== TRECHO SELECIONADO ==
A diferença de 29 milhões de toneladas de litros de leite separa a primeira produção de leite anual registrada no Brasil pela FAO em 1961 da última produção registrada no país pelo IBGE em 2018. Desde então, o mercado de leite no Brasil vem evoluindo, e as fazendas se tornando mais tecnológicas e profissionais.
Quanto melhor planejada for a atividade, menor será o custo pelo leite produzido. A competitividade do produto é importante para o mercado de leite, ainda mais devido ao fato de existir uma tendência mundial na redução de produtores. No Brasil, dados apresentados pelo IBGE em 2006 e 2014 indicam a redução do número de produtores de leite em 25,9 e 20,1% entre 1996 a 2006, e 2006 a 2014, respectivamente. Contudo, a redução no número de produtores de leite não impactou na produção, uma vez que essa tem crescido linearmente desde 1961. Em relação a 1996, ocorreu um aumento de 87% na produção e uma redução de mais de 50% no número de produtores (Vilela et al., 2017).
A Federação das Indústrias do Estado de São Paulo (Fiesp, 2016) prevê um crescimento de 2,4% ao ano, e uma produção de 44,4 milhões de toneladas para 2026. Porém, a Organização para Cooperação e Desenvolvimento Econômico (OECD, 2016) é menos otimista e prevê a produção de 39 milhões de toneladas em 2025. Já estudos sobre o consumo de lácteos pela população indicaram momentos de aumento e de queda, sendo o aumento do consumo desses produtos diretamente influenciado por momentos de aumento da renda per capta do brasileiro. A previsão da Fiesp (2016) estima o consumo de 198 litros de leite por habitante/ano em 2026, número ainda aquém dos 220 litros por habitante/ano recomendados pela Organização Mundial da Saúde (OMS).
Outro desafio da cadeia leiteira brasileira é a exportação do leite, pois, historicamente o Brasil importa mais leite que exporta, exceto nos anos de 2004, 2005, 2007 e 2008. Um dos impasses para ampliar a exportação está ligado à sua qualidade nutricional e bacteriológica e dois pontos chaves se destacam. O primeiro diz respeito ao baixo teor de sólidos do leite produzido no país. O leite produzido na Nova Zelândia, por exemplo, possui cerca de 15% a mais de sólidos do que o leite brasileiro. O incentivo financeiro da indústria para o aumento da produção de sólidos ao produtor ainda é pequeno, porém ambos sairiam ganhando se isso mudasse. O segundo ponto diz respeito a legislação interna que precisa ser adaptada para ter conformidade com as normas internacionais.

== TAREFAS DO EXERCÍCIO ==
1 > Redigite, sem nenhuma alteração, a parte do texto sobre o mercado de leite que começa com as palavras contendo "Quanto melhor planejada" e termina com "et al., 2017).".
2 > Responda às perguntas abaixo com base no texto sobre o mercado de leite.
(a) Qual produção de leite a Fiesp (2016) prevê para 2026?
(b) Quantos litros de leite por habitante/ano a Organização Mundial da Saúde recomenda?
(c) Quais anos são citados como exceção ao fato de o Brasil importar mais leite do que exporta?

== REGISTROS FORNECIDOS ==
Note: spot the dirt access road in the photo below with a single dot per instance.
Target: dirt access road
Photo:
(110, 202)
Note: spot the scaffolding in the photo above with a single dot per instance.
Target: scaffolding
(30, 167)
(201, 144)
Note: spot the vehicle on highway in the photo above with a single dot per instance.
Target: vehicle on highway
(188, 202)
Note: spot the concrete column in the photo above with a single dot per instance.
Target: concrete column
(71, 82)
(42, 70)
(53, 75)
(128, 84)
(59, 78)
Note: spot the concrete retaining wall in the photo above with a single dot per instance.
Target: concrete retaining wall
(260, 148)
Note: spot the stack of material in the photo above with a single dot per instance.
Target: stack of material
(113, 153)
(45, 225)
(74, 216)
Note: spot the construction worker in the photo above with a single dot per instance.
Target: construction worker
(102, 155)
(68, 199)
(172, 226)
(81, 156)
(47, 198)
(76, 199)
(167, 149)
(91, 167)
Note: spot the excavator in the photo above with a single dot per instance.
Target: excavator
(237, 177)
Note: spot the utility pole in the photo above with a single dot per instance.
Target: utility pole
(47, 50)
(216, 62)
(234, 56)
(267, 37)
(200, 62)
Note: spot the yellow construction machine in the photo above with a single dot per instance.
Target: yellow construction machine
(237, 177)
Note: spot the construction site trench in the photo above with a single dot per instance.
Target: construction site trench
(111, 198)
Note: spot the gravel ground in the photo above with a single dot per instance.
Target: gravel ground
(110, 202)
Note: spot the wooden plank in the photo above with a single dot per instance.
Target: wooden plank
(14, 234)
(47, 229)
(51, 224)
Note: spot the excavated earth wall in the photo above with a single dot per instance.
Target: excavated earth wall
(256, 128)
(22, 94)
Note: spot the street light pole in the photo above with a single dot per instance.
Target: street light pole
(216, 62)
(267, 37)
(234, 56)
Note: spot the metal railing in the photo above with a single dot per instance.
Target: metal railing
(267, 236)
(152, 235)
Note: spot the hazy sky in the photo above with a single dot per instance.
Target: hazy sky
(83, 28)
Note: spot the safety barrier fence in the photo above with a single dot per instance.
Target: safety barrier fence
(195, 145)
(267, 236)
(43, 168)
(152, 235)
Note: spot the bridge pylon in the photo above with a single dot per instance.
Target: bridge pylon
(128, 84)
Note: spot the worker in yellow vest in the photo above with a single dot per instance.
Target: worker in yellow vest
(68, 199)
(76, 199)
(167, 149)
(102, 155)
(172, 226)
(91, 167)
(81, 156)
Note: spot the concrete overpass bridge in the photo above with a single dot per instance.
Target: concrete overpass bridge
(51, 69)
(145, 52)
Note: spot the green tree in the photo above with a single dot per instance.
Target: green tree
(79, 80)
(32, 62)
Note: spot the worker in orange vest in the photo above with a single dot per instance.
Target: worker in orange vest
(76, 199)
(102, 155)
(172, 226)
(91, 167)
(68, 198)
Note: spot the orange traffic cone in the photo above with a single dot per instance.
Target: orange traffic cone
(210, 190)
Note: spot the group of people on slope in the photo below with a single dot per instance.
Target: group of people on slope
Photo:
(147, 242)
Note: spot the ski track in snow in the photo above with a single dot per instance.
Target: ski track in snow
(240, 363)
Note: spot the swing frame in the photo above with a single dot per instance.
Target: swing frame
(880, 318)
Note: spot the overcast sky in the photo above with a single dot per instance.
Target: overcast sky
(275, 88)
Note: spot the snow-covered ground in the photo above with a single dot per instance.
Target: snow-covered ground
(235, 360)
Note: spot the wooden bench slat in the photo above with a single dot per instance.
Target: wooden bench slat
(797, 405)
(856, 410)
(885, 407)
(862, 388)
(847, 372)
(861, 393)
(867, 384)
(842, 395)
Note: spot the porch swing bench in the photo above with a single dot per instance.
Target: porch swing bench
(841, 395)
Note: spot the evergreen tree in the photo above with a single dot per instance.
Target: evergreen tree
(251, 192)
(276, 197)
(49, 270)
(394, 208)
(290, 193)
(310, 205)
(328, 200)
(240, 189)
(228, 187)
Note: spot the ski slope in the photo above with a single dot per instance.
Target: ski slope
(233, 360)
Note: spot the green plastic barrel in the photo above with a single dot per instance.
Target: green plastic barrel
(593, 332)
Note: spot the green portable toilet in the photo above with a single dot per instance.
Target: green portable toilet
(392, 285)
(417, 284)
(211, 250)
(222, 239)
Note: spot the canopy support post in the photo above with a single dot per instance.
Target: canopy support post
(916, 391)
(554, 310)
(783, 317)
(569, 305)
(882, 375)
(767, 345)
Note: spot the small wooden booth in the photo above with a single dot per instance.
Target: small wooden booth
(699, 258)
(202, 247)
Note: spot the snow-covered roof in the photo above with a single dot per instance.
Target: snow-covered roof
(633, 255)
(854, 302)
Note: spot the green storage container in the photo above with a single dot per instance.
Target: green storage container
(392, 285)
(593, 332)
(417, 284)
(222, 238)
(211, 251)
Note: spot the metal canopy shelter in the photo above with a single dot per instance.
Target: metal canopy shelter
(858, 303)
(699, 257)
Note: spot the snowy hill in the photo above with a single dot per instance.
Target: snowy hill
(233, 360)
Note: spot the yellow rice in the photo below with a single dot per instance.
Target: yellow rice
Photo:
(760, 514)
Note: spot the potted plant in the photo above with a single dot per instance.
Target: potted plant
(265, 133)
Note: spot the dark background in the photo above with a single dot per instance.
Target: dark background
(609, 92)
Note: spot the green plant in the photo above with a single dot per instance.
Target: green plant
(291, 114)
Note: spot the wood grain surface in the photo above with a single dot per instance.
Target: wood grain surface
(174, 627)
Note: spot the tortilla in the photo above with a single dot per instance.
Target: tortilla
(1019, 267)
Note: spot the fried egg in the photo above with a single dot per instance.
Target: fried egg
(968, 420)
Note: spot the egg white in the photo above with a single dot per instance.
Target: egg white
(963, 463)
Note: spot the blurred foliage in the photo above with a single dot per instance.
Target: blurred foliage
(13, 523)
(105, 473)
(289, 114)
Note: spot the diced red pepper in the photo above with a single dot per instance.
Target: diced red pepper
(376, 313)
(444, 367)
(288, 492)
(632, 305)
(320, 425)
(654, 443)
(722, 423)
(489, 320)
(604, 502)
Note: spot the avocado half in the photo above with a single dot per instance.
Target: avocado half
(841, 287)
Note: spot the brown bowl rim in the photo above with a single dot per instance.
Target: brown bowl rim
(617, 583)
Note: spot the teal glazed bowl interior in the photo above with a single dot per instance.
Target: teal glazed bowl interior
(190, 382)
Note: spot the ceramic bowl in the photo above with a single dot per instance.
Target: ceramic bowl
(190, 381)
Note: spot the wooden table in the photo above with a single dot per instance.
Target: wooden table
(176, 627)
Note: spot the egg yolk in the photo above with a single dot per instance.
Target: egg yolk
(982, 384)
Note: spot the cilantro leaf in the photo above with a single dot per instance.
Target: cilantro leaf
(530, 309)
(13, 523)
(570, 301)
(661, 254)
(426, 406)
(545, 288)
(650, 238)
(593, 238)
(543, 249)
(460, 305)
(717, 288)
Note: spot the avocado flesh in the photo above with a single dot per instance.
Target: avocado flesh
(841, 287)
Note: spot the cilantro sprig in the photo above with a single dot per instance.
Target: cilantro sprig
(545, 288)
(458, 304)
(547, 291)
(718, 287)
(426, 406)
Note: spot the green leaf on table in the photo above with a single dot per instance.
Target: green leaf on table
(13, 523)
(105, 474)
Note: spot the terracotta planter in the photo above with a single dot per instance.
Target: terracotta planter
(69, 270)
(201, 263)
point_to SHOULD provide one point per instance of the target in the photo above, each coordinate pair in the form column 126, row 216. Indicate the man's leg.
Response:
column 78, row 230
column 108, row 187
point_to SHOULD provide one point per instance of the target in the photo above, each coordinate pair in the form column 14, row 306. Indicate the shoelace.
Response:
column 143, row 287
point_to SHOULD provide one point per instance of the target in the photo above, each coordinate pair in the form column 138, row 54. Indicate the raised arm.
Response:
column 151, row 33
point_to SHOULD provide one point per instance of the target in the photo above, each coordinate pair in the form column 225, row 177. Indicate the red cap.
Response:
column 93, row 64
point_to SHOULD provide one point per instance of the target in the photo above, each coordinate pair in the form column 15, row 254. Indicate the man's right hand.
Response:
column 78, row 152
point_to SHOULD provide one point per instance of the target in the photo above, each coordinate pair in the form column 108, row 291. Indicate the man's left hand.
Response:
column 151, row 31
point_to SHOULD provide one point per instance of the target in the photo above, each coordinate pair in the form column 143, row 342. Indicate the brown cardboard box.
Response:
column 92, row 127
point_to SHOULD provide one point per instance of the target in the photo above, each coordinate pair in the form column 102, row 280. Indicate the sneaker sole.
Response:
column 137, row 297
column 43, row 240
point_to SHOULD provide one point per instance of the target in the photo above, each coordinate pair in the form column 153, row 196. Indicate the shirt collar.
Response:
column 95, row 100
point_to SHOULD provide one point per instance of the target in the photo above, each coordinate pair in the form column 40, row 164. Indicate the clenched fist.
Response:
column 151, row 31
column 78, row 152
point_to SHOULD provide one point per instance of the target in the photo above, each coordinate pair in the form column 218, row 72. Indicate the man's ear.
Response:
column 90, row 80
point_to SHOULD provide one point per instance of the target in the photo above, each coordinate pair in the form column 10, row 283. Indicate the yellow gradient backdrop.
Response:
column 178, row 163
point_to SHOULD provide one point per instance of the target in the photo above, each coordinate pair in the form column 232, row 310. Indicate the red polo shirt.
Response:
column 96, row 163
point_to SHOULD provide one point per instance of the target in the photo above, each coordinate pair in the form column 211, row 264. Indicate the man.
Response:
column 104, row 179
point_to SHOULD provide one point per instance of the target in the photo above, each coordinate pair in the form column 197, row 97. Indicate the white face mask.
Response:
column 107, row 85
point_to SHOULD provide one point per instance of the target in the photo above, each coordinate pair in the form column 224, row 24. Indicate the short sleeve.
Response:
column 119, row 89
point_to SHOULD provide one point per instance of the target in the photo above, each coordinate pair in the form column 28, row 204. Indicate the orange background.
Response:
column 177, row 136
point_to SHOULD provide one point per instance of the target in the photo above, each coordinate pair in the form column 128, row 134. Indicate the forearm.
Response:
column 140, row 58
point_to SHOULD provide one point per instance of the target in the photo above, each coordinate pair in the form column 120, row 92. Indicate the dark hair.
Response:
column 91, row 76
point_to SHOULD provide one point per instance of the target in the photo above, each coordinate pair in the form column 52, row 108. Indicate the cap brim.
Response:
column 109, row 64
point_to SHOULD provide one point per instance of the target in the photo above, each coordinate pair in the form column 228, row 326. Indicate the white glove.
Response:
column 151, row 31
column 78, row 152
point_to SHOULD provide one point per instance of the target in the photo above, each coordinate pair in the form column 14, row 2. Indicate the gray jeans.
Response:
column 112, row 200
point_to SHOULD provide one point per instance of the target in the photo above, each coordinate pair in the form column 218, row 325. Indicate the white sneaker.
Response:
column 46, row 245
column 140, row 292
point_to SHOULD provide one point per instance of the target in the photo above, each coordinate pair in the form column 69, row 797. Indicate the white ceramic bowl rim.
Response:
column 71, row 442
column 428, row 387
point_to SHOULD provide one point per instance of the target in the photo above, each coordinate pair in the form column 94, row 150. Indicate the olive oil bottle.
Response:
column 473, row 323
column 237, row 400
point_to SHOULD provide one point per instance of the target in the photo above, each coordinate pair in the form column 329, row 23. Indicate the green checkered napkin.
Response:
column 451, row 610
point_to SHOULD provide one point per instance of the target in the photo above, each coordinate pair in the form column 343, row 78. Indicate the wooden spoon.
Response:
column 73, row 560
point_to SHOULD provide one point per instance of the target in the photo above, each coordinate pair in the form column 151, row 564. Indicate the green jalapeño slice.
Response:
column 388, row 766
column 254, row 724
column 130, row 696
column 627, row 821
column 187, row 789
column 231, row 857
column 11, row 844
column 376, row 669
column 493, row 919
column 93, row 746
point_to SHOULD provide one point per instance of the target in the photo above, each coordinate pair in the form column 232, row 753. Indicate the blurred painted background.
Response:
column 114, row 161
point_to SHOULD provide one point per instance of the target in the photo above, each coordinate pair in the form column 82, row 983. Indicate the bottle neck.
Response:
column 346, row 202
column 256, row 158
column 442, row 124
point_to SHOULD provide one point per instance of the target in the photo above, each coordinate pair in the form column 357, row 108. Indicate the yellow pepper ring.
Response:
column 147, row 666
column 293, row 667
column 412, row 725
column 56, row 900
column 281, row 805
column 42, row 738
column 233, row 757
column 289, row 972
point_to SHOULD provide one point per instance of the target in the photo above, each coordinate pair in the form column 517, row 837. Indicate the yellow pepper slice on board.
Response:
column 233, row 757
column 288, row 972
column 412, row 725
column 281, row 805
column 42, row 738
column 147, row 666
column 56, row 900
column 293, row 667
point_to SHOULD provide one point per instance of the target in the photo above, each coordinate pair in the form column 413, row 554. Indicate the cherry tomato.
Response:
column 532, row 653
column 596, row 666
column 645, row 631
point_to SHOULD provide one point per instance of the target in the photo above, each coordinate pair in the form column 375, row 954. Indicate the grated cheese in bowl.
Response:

== RESPOSTAS POR TAREFA ==
1 >
Quanto melhor planejada for a atividade, menor será o custo pelo leite produzido. A competitividade do produto é importante para o mercado de leite, ainda mais devido ao fato de existir uma tendência mundial na redução de produtores. No Brasil, dados apresentados pelo IBGE em 2006 e 2014 indicam a redução do número de produtores de leite em 25,9 e 20,1% entre 1996 a 2006, e 2006 a 2014, respectivamente. Contudo, a redução no número de produtores de leite não impactou na produção, uma vez que essa tem crescido linearmente desde 1961. Em relação a 1996, ocorreu um aumento de 87% na produção e uma redução de mais de 50% no número de produtores (Vilela et al., 2017).

2 >
(a) 44,4 milhões de toneladas.
(b) 220 litros por habitante/ano.
(c) 2004, 2005, 2007 e 2008.